++++ Passage for review ++++

Emily Taylor: One of our first female councillors

In this year, which marks the centenary of women being allowed to vote for MPs, as well as to stand for Parliament, writes Dr Jonathan Oates, it seems apt to discover about the first woman to become a councillor in Ealing and Hanwell, Emily Taylor.

Although Acton had a female councillor from 1911, Susan Smee, Ealing’s first came a little later.

Emily Sophia Sherry was born in Marylebone in 1872, the only daughter of an undertaker’s assistant.

At the age of 18 she was enrolled as a student in the Home and Colonial Training College for Schoolmistresses and briefly taught at schools in London. It was at this time that she met Charles John Taylor, a young accountant employed by the railways, who was interested in social work, and the two of them helped with children’s work as Sunday School teachers, at St Matthew’s Church in Lisson Grove. She briefly worked as a teacher. On 3 August 1894 she married Taylor at St Matthew’s and the couple were presented with leather-bound bibles and the Book of Common Prayer, and three years later they moved to Hanwell, after a couple of years in Stoke Newington. This could have been because her husband’s grandfather had been a teacher there.

By 1901 they were living at 36 Lower Boston Road, Hanwell. They had two daughters in the next few years, and later a son, Eric. In 1911 they were at 58 Greenford Avenue, a seven-roomed house, but clearly had some affluence as they had in live-in mother’s help. The two daughters attended Southall County School and one of them later became a teacher.

++++ Recorded information ++++

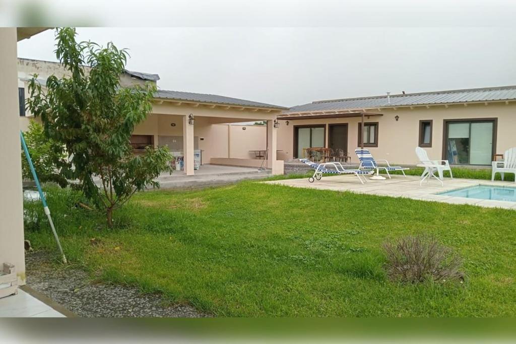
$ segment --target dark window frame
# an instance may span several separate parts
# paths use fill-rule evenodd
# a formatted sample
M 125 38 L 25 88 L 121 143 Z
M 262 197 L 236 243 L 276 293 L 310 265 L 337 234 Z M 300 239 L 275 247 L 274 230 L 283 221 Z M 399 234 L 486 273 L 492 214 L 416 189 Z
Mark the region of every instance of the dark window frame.
M 349 124 L 348 123 L 329 123 L 328 125 L 328 148 L 331 148 L 330 147 L 330 142 L 331 141 L 331 127 L 332 126 L 345 126 L 346 127 L 346 153 L 348 153 L 347 152 L 349 145 L 348 143 L 349 141 Z
M 364 142 L 364 147 L 378 147 L 378 129 L 380 126 L 379 122 L 364 122 L 364 127 L 367 126 L 375 126 L 376 128 L 375 129 L 375 142 L 374 143 L 368 143 L 367 142 Z M 362 122 L 359 122 L 358 123 L 358 146 L 360 147 L 362 146 Z
M 294 159 L 299 159 L 299 157 L 297 156 L 297 149 L 298 149 L 298 129 L 299 128 L 324 128 L 324 148 L 326 148 L 326 124 L 303 124 L 301 125 L 294 125 L 293 126 L 293 128 L 294 130 L 294 148 L 292 151 L 292 156 L 294 157 Z M 312 145 L 312 135 L 311 132 L 310 133 L 310 145 Z
M 425 143 L 423 140 L 425 139 L 425 124 L 430 124 L 430 143 Z M 432 140 L 433 139 L 433 120 L 420 120 L 420 134 L 419 134 L 419 146 L 430 148 L 432 146 Z
M 448 137 L 448 123 L 465 122 L 491 122 L 493 123 L 493 144 L 492 145 L 491 158 L 494 159 L 494 155 L 496 154 L 496 142 L 498 141 L 498 118 L 490 117 L 486 118 L 460 118 L 456 119 L 446 119 L 443 120 L 443 148 L 442 148 L 442 159 L 446 160 L 446 138 Z M 457 165 L 457 164 L 456 164 Z M 463 166 L 469 166 L 470 164 L 458 164 Z M 489 165 L 481 165 L 482 166 L 489 166 Z
M 18 88 L 18 102 L 20 105 L 20 117 L 25 117 L 25 89 L 24 87 Z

++++

### Work to complete
[A] Answer from the piece on Emily Taylor:
(i) Who was Acton's female councillor from 1911?
(ii) Where and in what year was Emily Sophia Sherry born?
(iii) At what address were the Taylors living by 1901?
[B] Set down everything in the piece on Emily Taylor from "At the age of" down to "a teacher there.", keeping every word and mark unchanged.
The items have no part in any of this.

### Answers by item
[A]
(i) Susan Smee
(ii) Marylebone, 1872
(iii) 36 Lower Boston Road, Hanwell

[B]
At the age of 18 she was enrolled as a student in the Home and Colonial Training College for Schoolmistresses and briefly taught at schools in London. It was at this time that she met Charles John Taylor, a young accountant employed by the railways, who was interested in social work, and the two of them helped with children’s work as Sunday School teachers, at St Matthew’s Church in Lisson Grove. She briefly worked as a teacher. On 3 August 1894 she married Taylor at St Matthew’s and the couple were presented with leather-bound bibles and the Book of Common Prayer, and three years later they moved to Hanwell, after a couple of years in Stoke Newington. This could have been because her husband’s grandfather had been a teacher there.